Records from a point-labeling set

▶

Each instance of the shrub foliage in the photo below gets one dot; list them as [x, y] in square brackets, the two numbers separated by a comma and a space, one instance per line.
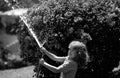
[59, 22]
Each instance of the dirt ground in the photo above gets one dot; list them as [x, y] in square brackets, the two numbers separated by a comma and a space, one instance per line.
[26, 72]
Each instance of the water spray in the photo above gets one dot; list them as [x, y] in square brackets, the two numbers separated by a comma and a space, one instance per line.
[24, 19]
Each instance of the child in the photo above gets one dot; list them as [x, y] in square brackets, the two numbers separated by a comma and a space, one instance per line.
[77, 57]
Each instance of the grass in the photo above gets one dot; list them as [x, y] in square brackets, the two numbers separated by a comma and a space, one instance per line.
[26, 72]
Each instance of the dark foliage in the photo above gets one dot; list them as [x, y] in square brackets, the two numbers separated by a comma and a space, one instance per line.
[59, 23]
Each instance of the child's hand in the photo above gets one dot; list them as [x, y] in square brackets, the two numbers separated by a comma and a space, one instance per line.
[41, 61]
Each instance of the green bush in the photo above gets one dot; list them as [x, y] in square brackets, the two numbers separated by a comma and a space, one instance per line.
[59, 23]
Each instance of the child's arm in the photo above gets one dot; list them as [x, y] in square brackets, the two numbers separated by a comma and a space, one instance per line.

◀
▶

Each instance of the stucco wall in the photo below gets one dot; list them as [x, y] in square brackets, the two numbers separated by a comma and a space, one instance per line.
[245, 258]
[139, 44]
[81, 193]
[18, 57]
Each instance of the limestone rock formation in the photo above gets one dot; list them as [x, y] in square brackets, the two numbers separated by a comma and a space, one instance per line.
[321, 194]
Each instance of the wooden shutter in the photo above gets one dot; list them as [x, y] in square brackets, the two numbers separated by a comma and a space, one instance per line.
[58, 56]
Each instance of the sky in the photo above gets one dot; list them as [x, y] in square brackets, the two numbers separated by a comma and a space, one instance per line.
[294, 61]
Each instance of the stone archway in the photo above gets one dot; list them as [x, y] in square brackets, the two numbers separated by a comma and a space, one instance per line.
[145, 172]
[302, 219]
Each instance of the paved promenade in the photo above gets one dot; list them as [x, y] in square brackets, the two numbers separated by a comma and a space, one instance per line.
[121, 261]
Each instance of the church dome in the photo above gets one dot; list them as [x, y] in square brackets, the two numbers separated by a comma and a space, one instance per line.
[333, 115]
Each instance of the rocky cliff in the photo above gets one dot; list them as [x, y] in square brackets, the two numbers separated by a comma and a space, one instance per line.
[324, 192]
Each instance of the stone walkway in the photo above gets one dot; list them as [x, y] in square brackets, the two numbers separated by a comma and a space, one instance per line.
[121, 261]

◀

_PROBLEM TO SOLVE_: Could you render everything in the items above, from the line containing "Each instance of the green" down to the line containing "Each instance of the child's arm", both lines included, as a JSON list of strings with one string per line and blank lines left out?

_PROBLEM SOLUTION_:
[
  "Each instance of the green bush in the photo above gets one dot; list them as [x, y] in square brackets, the two numbers separated by a comma and a space, one instance per line.",
  "[59, 23]",
  "Each instance of the child's arm in the photo above gets one dot; list them as [x, y] in square brackets, the two numbers separated by a comma and a space, one instance per line."
]